What this task involves →
Down to the last line below, give the listing again exactly.

Source data →
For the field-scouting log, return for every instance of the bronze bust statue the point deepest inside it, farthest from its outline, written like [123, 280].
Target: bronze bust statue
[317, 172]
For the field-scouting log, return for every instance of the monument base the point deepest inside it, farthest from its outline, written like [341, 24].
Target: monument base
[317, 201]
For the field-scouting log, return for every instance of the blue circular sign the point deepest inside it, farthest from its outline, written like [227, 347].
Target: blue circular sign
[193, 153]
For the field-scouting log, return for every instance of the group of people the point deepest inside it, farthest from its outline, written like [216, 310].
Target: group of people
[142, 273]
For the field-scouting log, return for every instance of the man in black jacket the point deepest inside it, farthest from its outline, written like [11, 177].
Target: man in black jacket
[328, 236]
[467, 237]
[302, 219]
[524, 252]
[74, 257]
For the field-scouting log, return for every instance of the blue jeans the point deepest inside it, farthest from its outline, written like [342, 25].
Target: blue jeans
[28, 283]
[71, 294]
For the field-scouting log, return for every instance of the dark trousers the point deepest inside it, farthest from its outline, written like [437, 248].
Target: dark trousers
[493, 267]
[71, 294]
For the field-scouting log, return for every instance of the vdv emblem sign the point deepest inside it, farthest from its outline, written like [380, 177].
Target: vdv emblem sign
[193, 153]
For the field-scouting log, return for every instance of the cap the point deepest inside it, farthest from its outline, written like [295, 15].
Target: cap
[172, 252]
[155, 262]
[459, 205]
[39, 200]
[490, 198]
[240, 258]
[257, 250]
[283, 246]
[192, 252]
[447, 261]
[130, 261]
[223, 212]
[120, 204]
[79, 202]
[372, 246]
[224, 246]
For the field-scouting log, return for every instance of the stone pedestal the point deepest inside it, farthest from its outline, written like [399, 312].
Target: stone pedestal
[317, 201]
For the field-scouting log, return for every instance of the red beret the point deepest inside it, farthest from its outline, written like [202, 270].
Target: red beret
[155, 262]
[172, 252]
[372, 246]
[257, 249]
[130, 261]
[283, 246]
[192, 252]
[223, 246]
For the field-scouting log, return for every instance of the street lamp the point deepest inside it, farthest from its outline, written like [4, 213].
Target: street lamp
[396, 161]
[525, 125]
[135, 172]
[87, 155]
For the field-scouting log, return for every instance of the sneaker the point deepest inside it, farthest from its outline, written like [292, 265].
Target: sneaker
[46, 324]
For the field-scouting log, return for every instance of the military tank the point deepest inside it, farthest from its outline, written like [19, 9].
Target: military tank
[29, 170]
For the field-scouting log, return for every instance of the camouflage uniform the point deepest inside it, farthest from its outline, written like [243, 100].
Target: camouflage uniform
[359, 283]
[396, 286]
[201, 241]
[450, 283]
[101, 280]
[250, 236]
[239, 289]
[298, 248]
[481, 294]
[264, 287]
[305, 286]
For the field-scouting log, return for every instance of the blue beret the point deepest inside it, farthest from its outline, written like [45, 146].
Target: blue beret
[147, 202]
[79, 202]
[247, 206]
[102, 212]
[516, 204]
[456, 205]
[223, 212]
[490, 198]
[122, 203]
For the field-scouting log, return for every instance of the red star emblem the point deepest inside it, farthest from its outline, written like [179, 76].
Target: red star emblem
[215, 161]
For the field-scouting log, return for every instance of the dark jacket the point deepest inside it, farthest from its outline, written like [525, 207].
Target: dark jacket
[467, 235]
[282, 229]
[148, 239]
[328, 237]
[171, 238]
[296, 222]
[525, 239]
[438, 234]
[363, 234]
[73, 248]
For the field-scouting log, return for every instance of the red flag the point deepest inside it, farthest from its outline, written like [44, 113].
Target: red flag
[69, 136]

Your solution →
For the field-scouting log, return for every instance of the bronze bust statue the point deepest inside it, farthest from its outline, written like [123, 280].
Target: bronze bust statue
[317, 172]
For the field-scouting log, return for every instance of the monument base the point deepest inside it, farthest from its outline, written like [341, 24].
Target: monument base
[317, 201]
For the field-scouting log, return for every instance of the blue circular sign the point deepest inside it, farthest from its outline, written like [227, 347].
Target: blue circular sign
[193, 153]
For the field-scouting log, return for every instance of the group of people the point deepest inside it, farthest from its outline, written like [216, 310].
Target: group of people
[142, 273]
For the field-scouting log, return for every instance of the man in black jacket the point deepest inside it, farthest from its outline, written like [11, 177].
Target: man in black jacket
[328, 236]
[467, 237]
[302, 219]
[524, 252]
[74, 257]
For the field-scouting log, return for every instance of the blue jeans the point deepest inside it, farthest from its outline, written like [342, 25].
Target: blue jeans
[28, 283]
[71, 294]
For the field-scouting log, return for every instance of the dark trousers the point deepest inside it, farthest from its outline, written like [437, 248].
Target: dark trousers
[493, 267]
[71, 294]
For the field-scouting log, return for every instance of the vdv emblem sign the point deepest inside it, farthest from its outline, written like [380, 177].
Target: vdv emblem sign
[193, 153]
For the field-scouting log, return for every instance of the cap the point deepest inside it, farthest from its outline, written like [295, 15].
Target: cap
[172, 252]
[155, 262]
[459, 205]
[39, 200]
[490, 198]
[240, 258]
[257, 250]
[283, 246]
[192, 252]
[447, 261]
[130, 261]
[223, 212]
[120, 204]
[79, 202]
[372, 246]
[224, 246]
For the field-scouting log, return for every instance of the stone pedestal the point deepest inside it, farthest from its outline, written like [399, 312].
Target: stone pedestal
[317, 201]
For the field-scouting log, return for every instance of the red beret the point deepest inside it, farthest from its outline, written like [202, 270].
Target: red beret
[155, 262]
[172, 252]
[372, 246]
[257, 249]
[130, 261]
[283, 246]
[192, 252]
[223, 246]
For the field-scouting log, return for every instance of the street lamp the point deepest inside it, farthest from its outline, written like [4, 213].
Target: street lamp
[396, 161]
[525, 125]
[135, 172]
[87, 155]
For the field-scouting log, return for every instance of the sneaker the point deepest inside it, farthest from its outline, written like [292, 265].
Target: sneaker
[46, 324]
For the field-scouting log, return for every instance of the military tank the point deepest inside it, farthest from its outline, written like [19, 9].
Target: military tank
[29, 170]
For the field-scouting log, return for every instance of the camouflage uniform the point deepest inside it, farthest from its outline, written like [243, 100].
Target: camouflage uniform
[359, 283]
[396, 286]
[201, 241]
[450, 283]
[101, 280]
[250, 236]
[239, 289]
[298, 248]
[481, 294]
[264, 287]
[305, 286]
For the field-scouting log, return for every instance of the blue beret the point deepest inside it, farthest from its outline, written like [45, 146].
Target: blue beret
[147, 202]
[79, 202]
[247, 206]
[102, 212]
[516, 204]
[456, 205]
[223, 212]
[490, 198]
[122, 203]
For the field-scouting log, return for every instance of the red star emblem the point deepest inside it, farthest from its outline, written like [179, 76].
Target: red star emblem
[215, 161]
For the field-scouting log, return for every instance of the dark jacket the point deepest inside it, farthest from its outline, written like [525, 207].
Target: dark jacket
[467, 235]
[282, 229]
[148, 239]
[328, 237]
[171, 238]
[296, 222]
[525, 239]
[438, 234]
[363, 234]
[73, 248]
For the field-scouting log, return for every instance of the red flag the point deepest inside it, farthest from its outline, written like [44, 113].
Target: red flag
[69, 136]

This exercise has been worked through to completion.